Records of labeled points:

────

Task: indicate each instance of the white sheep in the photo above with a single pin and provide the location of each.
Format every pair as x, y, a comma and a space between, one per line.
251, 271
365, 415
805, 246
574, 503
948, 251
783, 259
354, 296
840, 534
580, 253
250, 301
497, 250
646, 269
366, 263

────

Stated goal:
Reproduce every entry above verbatim, line by line, without altering any character.

Expected answer:
Task: indicate each instance of the white sheep in the photo above with a single pin and provide the location of each.
Format every pair as x, y, a comma and a space between, one per line.
251, 271
365, 415
805, 246
574, 503
948, 251
783, 259
354, 296
840, 534
580, 253
250, 301
497, 250
646, 269
366, 263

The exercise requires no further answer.